Region pointing data
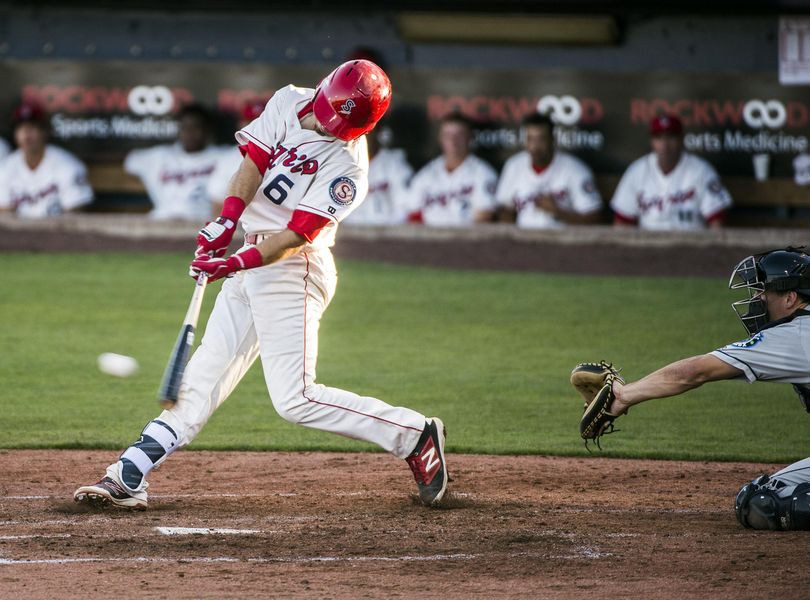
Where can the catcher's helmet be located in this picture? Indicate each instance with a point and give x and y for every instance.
(781, 270)
(351, 99)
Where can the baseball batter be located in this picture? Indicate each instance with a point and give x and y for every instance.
(456, 189)
(546, 188)
(39, 179)
(176, 175)
(304, 171)
(669, 188)
(776, 315)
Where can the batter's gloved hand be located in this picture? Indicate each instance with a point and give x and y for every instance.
(217, 268)
(594, 382)
(215, 237)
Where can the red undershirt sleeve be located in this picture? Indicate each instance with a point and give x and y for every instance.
(307, 224)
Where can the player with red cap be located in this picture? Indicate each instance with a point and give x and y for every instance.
(39, 179)
(305, 169)
(670, 188)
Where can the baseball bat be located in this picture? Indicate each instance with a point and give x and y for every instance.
(176, 367)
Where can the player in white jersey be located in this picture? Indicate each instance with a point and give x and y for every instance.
(456, 189)
(775, 314)
(669, 188)
(303, 173)
(40, 179)
(388, 175)
(176, 175)
(542, 187)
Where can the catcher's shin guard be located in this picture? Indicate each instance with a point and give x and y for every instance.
(759, 507)
(158, 440)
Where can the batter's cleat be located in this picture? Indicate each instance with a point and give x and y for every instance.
(109, 492)
(427, 463)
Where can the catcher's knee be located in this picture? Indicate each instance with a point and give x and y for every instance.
(759, 507)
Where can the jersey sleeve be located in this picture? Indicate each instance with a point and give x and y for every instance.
(486, 181)
(714, 198)
(268, 127)
(774, 354)
(74, 188)
(625, 198)
(336, 192)
(585, 197)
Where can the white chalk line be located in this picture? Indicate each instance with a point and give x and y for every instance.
(35, 535)
(230, 559)
(205, 531)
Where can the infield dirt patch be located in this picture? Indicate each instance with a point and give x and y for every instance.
(315, 525)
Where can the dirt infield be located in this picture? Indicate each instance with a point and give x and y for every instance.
(314, 525)
(679, 260)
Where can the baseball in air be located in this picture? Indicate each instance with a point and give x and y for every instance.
(117, 365)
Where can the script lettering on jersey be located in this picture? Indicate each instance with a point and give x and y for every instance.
(453, 196)
(560, 198)
(648, 203)
(25, 198)
(183, 176)
(295, 162)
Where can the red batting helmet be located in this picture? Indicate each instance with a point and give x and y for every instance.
(351, 99)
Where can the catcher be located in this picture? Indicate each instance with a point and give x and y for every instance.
(775, 314)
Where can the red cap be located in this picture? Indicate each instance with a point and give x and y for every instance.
(351, 99)
(666, 124)
(252, 110)
(29, 112)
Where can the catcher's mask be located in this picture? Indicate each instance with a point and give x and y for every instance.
(776, 270)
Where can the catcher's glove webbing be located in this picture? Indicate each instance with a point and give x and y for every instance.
(594, 382)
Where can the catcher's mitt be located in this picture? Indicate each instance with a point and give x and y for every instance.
(594, 381)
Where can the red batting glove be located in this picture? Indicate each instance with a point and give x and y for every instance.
(216, 236)
(217, 268)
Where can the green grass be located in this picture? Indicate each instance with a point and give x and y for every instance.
(488, 352)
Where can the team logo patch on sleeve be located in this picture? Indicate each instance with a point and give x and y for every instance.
(752, 341)
(342, 191)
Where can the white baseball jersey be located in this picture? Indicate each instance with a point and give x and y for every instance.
(308, 172)
(776, 353)
(451, 198)
(226, 167)
(58, 184)
(386, 202)
(176, 180)
(685, 199)
(566, 179)
(780, 352)
(273, 311)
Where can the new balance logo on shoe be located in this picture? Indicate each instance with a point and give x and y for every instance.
(428, 465)
(109, 492)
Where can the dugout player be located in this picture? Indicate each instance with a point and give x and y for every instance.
(39, 179)
(388, 175)
(776, 316)
(456, 189)
(305, 169)
(669, 189)
(542, 187)
(176, 175)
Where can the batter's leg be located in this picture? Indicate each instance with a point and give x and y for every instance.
(228, 349)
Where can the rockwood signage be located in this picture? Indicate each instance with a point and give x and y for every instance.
(101, 110)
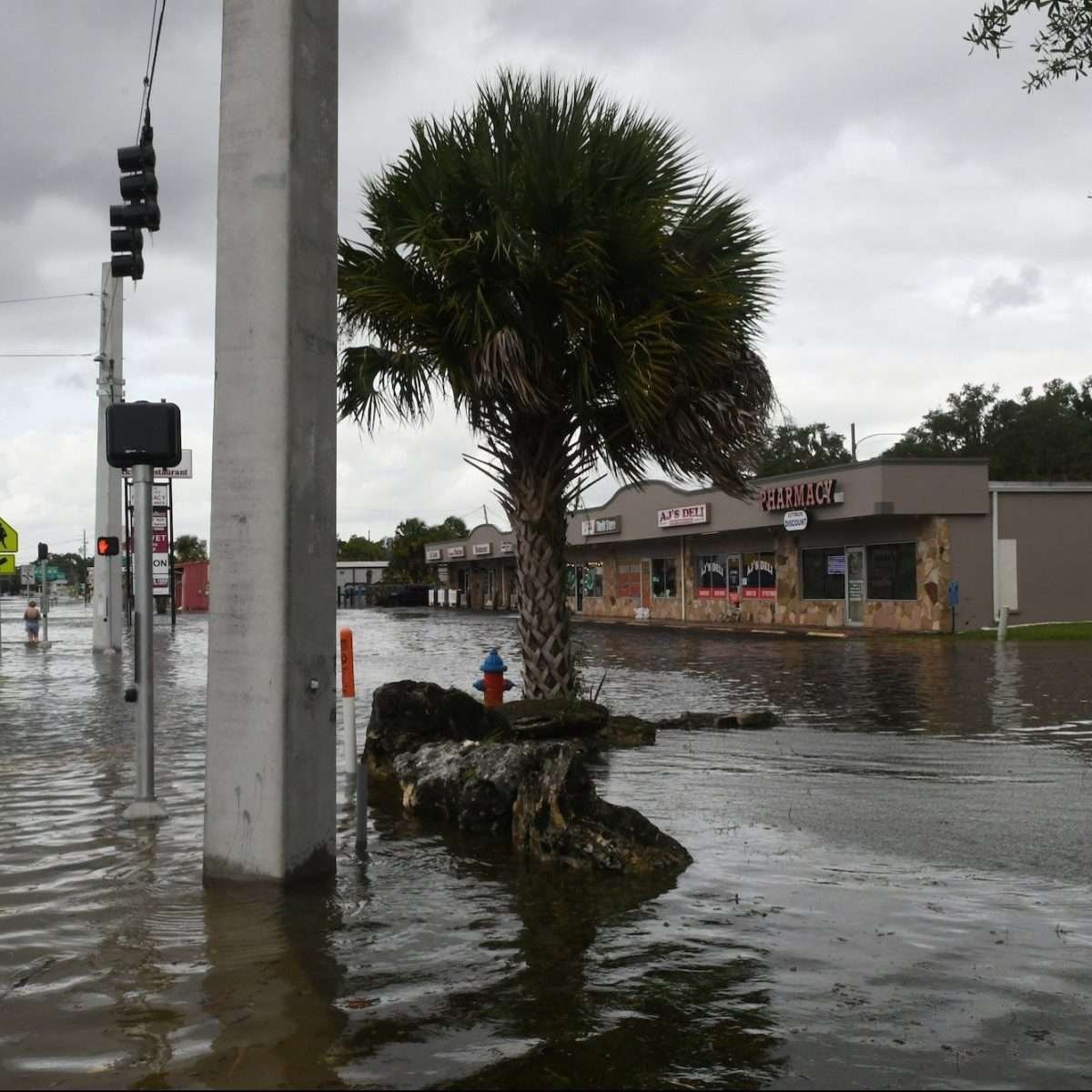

Problem details: The reply has to reproduce every line above verbatim and contain no pictures.

Response to the exercise:
Where can the catcher's helmet be located in this picture? Indicate each instance with a point and give x and y for every instance.
(781, 270)
(351, 99)
Where can the baseball batter be located in this picture? Indicate each instance with a point and give x and y for every instance.
(456, 189)
(546, 188)
(39, 179)
(176, 175)
(304, 171)
(669, 188)
(776, 315)
Where can the batter's gloved hand be located in this picture? Indicate each instance with a point and give x and y for every instance.
(217, 268)
(594, 382)
(215, 237)
Where can the red undershirt sleeve be located in this picture? Indicate each instance with a point and give x and y for every instance.
(307, 224)
Where can the player with red cap be located in this picture? Indicate each instance with a point and give x and y for every instance.
(39, 179)
(305, 169)
(670, 188)
Where can the baseball bat be located in this picture? Indicate each instance with a point and give x and y for every instance.
(176, 367)
Where can the player in white jersey be located in this picture? Indicate each instance with a point and give x and y for every instance.
(456, 189)
(775, 314)
(669, 188)
(303, 173)
(40, 179)
(388, 175)
(176, 175)
(542, 187)
Where can the catcher's shin guard be located in this picture? Indicate each instance with a point and give x and y for every instance.
(759, 507)
(158, 440)
Where can the batter's cleat be located in this picture? Indicate each instance with a point and give x and y for every instance.
(109, 492)
(427, 463)
Where can the catcher's knee be located in this picture? Indicate each instance with a point and give x and y for every instance.
(759, 507)
Where can the jersey sleeve be located in this picture? Indicate each instance with a point and give x and y for every instance.
(486, 181)
(714, 198)
(268, 127)
(774, 354)
(74, 188)
(625, 198)
(336, 192)
(585, 197)
Where can the white chalk line be located in this picture? Indicate each instance with a point and give x and y for every instance.
(35, 535)
(230, 559)
(205, 531)
Where can the infield dirt patch be located in this picture? Indicate each instance with a point and give x and y for every instance.
(315, 525)
Where can the dirt infield be located in this picture? Indicate each instance with a point and give x and y for every instance.
(314, 525)
(679, 260)
Where can the baseball in air be located in this picture? Indicate each instance with a point and give x and y for every instance.
(117, 365)
Where can the script lettering on jersey be located in this picture? Indicate each instance with a point and give x and y for every instance.
(453, 196)
(560, 198)
(648, 203)
(25, 198)
(183, 176)
(295, 162)
Where can the red batting helmet be located in this picture? Indicate each instance with a point and give x and y for every instance.
(351, 99)
Where can the catcher be located in this picture? Indicate each instance with a point and give x and y for every instance.
(775, 314)
Where can the red cap be located in this picture? Indicate each instance with a point and give x and y for every instance.
(351, 99)
(666, 124)
(252, 110)
(29, 112)
Where can the catcher's mask be located in this picture? Indicate each instance with a point and give x and y for every instance.
(776, 270)
Where can the catcher's glove webbing be located in this picture? Indicate each instance with a point and give x and y for every instance.
(594, 382)
Where can the catcher's mitt be located in this picture? Indicate each instance with a point and give x and y for every instance.
(594, 381)
Where can the red batting glove be located in this picture? Indicate each instance with a point and give x and y for every instance.
(216, 236)
(217, 268)
Where can the green grass be located in this picture? Indicate each instance with a point and give x and y for every instance.
(488, 352)
Where can the team logo patch on sleeve be located in this picture? Indicate each instance with a point and give x and y for every instance.
(752, 341)
(342, 191)
Where can the white baseball jersey be located in this picture? Indicate each instance with a point and give x and y for every instance.
(308, 172)
(776, 353)
(451, 198)
(226, 167)
(58, 184)
(386, 202)
(176, 180)
(685, 199)
(566, 179)
(780, 352)
(273, 311)
Where can the new balance logo on shoe be located in this picture? Indicate each instance with a point and give x and y for every instance.
(428, 465)
(109, 492)
Where can the dugout player be located in this picture? Indicate each instance with a point and give x and y for every instance.
(39, 179)
(388, 175)
(776, 316)
(456, 189)
(305, 169)
(669, 189)
(542, 187)
(176, 175)
Where can the batter's leg be located in this picture? Indicate each instance with a point and give x and y for every instance.
(228, 349)
Where can the rockwood signage be located in this picture? Indicate each instance with a point and give x and y for every instance.
(101, 110)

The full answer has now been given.